● Aim of the exercise:
Answer these from the article on India's cricket training session:
1. At which stadium did the fielding and catching session take place?
2. How old is Mike Horn?
3. In what month and year was Horn elected a member of the Laureus World Sports Academy?

● Page text:
· · · ·

The gentle limbering up of the previous day was relegated to history as Gary Kirsten put the team through the wringer on a blistering forenoon which began with an extended ground-fielding and catching session at the Chinnaswamy stadium.
The squad then retired to the nets at the KSCA ‘B’ ground which houses facilities of both the National Cricket Academy and the Karnataka Cricket Academy, whose chairman Gundappa Viswanath was much in demand for his words of wisdom. All the specialist batsmen had long hits though, interestingly, Suresh Raina didn’t get as much batting as the rest and had to patiently bide his time as his batting mates alternated between the pacers’ net, the spinners’ net and the Kirsten net -- the throwdown arena.
Zaheer Khan looked in outstanding rhythm as he worked up excellent pace and bounce; he was quite the cynosure even as Mahendra Singh Dhoni sent a net bowler away for medical attention after pinging him with one of several massively powerful blows, but it was a gentleman clad in blue jeans and wearing the new red practice shirt -- the sponsor’s choice, Dhoni pointed out -- that attracted plenty of attention.
Mike Horn is no stranger to Indian cricket. The 44-year-old South African is the king of expeditions, having paraglided and rafted in the Peruvian Andes, descended the Mont Blanc Glacier on a body board, broken the world record for the highest descent of a waterfall with a hydrospeed on the Pacuare River in Costa Rica, and beaten the trans-Atlantic world record in sailing.
He is also a motivational speaker who met with the Indian team on the eve of the second Test against South Africa in Kolkata last February. India had gone into the Test needing to win to square the series and preserve their number one ranking. Horn’s interactions obviously made an impression on the team, which pulled off a famous late innings victory; his long-term association with Gary Kirsten has made it possible for the team to feed off his expertise for a second time, this time with the larger goal of victory in the World Cup beckoning.
India have had several trysts with mind-men. Sandy Gordon and Rudi Webster readily come to mind, while Charles Krebbs, essentially a kinesiologist, also spent time with the team during the Greg Chappell era. Different individuals have benefited from such interactions with different results, a direct result of the amount of trust the men have been able to generate in the players.
Horn, who made a presentation to the team on Thursday evening and is said to have given a CD to each of the players, is perhaps less of a psycho-analyst than a motivator. Having put in the hard yards and gone through the grind, he is an unqualified master who has managed to garner the respect and admiration of the Indian team. He will not travel with the team during the World Cup -- his association will end after the warm-up game against Australia here on Sunday -- but in whatever time he gets with the team, his expertise and experience is bound to rub off on Mahendra Singh Dhoni’s men.
Horn was elected a member of the Laureus World Sports Academy in January 2007, reward for his multitudinal achievements mirroring the strength of the human spirit. If he can stoke the fire in an already charged-up squad and further strengthen the collective Indian spirit, Kirsten will have pulled off another in a series of masterstrokes.

· · · ·

● Record excerpts:
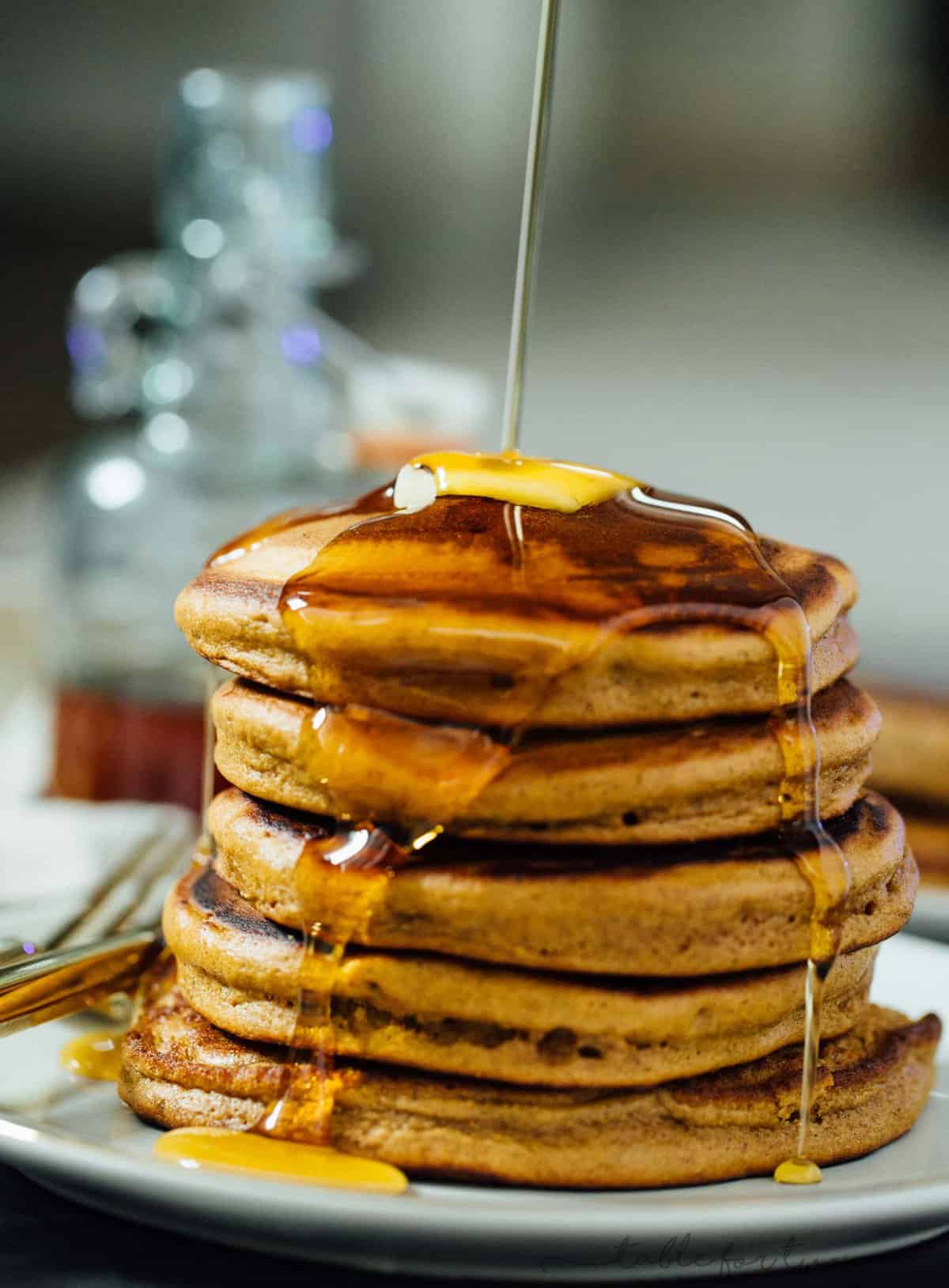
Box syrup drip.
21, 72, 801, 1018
154, 1127, 408, 1194
216, 459, 849, 1182
59, 1029, 123, 1082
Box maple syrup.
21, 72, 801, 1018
203, 453, 849, 1184
154, 1127, 408, 1194
59, 1029, 123, 1082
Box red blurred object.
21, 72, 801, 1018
49, 689, 225, 813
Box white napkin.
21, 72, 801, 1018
0, 800, 195, 946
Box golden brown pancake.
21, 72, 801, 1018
871, 680, 949, 809
162, 866, 877, 1087
209, 788, 917, 976
213, 680, 879, 845
119, 962, 940, 1189
175, 497, 857, 727
904, 806, 949, 885
869, 678, 949, 883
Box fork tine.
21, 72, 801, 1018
45, 833, 161, 950
47, 832, 195, 948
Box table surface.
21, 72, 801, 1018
0, 1167, 949, 1288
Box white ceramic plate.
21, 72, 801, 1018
0, 935, 949, 1282
909, 885, 949, 942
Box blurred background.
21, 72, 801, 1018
0, 0, 949, 834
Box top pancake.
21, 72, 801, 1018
175, 492, 857, 727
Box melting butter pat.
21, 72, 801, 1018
774, 1158, 822, 1185
154, 1127, 408, 1194
394, 452, 637, 514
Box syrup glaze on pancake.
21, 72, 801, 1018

· · · ·

● Exercise result:
1. The Chinnaswamy stadium.
2. He is 44.
3. January 2007.